- **ZU ERLEDIGEN**: Gib sämtliche Zeilen der folgenden Liste unverändert und in derselben Reihenfolge zurück.

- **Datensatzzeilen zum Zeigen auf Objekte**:
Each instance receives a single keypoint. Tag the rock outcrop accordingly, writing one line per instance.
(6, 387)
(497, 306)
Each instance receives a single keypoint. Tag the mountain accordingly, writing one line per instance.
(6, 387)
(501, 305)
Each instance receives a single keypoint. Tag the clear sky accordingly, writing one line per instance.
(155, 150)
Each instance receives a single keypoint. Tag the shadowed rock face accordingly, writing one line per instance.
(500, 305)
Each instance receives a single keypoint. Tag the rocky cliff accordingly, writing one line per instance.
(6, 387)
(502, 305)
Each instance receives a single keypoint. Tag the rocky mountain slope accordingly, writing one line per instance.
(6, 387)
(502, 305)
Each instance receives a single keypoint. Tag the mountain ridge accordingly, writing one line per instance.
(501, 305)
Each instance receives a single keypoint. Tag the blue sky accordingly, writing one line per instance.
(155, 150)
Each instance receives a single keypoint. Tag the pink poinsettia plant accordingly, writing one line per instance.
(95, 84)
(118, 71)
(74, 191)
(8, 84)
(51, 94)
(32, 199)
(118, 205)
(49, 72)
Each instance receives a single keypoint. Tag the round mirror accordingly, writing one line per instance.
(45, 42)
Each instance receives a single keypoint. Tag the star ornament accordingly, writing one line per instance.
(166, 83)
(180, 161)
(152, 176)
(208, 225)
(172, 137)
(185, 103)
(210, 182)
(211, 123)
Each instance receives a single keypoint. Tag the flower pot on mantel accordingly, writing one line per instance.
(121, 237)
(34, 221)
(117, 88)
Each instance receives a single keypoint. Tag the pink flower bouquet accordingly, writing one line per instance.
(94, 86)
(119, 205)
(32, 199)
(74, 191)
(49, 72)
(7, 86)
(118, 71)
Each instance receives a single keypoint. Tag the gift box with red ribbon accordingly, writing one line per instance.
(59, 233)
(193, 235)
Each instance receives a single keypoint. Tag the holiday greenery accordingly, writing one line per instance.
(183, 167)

- **SCHRIFTLICHE LÖSUNG**:
Each instance receives a single keypoint. Tag the rock outcrop accordingly, writing one line per instance.
(6, 387)
(497, 306)
Each instance receives a single keypoint. Tag the mountain accordingly, writing one line per instance.
(6, 387)
(501, 305)
Each instance receives a single keypoint. Tag the clear sky accordingly, writing one line per instance.
(155, 150)
Each instance receives a single keypoint. Tag the shadowed rock face accordingly, writing one line per instance.
(500, 305)
Each instance receives a single keypoint. Tag the rocky cliff accordingly, writing one line per instance.
(6, 387)
(502, 305)
Each instance receives a single keypoint. Tag the rocky mountain slope accordingly, writing one line per instance.
(6, 387)
(502, 305)
Each instance receives a single keypoint. Tag the mountain ridge accordingly, writing one line per instance.
(501, 305)
Each instance receives a single keypoint. Tag the blue sky accordingly, writing one line per instance.
(155, 150)
Each instance receives a single keypoint. Tag the pink poinsettia plant accordingly, writing one line per instance.
(95, 84)
(118, 71)
(74, 191)
(8, 84)
(51, 94)
(32, 199)
(118, 205)
(49, 72)
Each instance receives a single keypoint. Tag the round mirror accordingly, writing one line per instance.
(45, 42)
Each instance receives a single keypoint. Tag the star ornament accordingly, writing one line per instance.
(166, 83)
(180, 161)
(152, 176)
(208, 225)
(172, 137)
(185, 103)
(210, 182)
(211, 123)
Each instance receives a single keypoint. Tag the flower pot on mantel accordingly, writing one line per instance.
(121, 237)
(34, 221)
(117, 88)
Each instance receives a single keypoint. Tag the pink flower bouquet accordingly, writing one line per instance.
(94, 86)
(119, 205)
(32, 199)
(74, 191)
(49, 72)
(7, 86)
(118, 71)
Each instance receives a single keypoint. Tag the gift box with red ribbon accordingly, writing one line per instance.
(59, 233)
(193, 235)
Each instance receives a single keypoint. Tag the holiday greenery accordingly, writing one line per instance.
(183, 167)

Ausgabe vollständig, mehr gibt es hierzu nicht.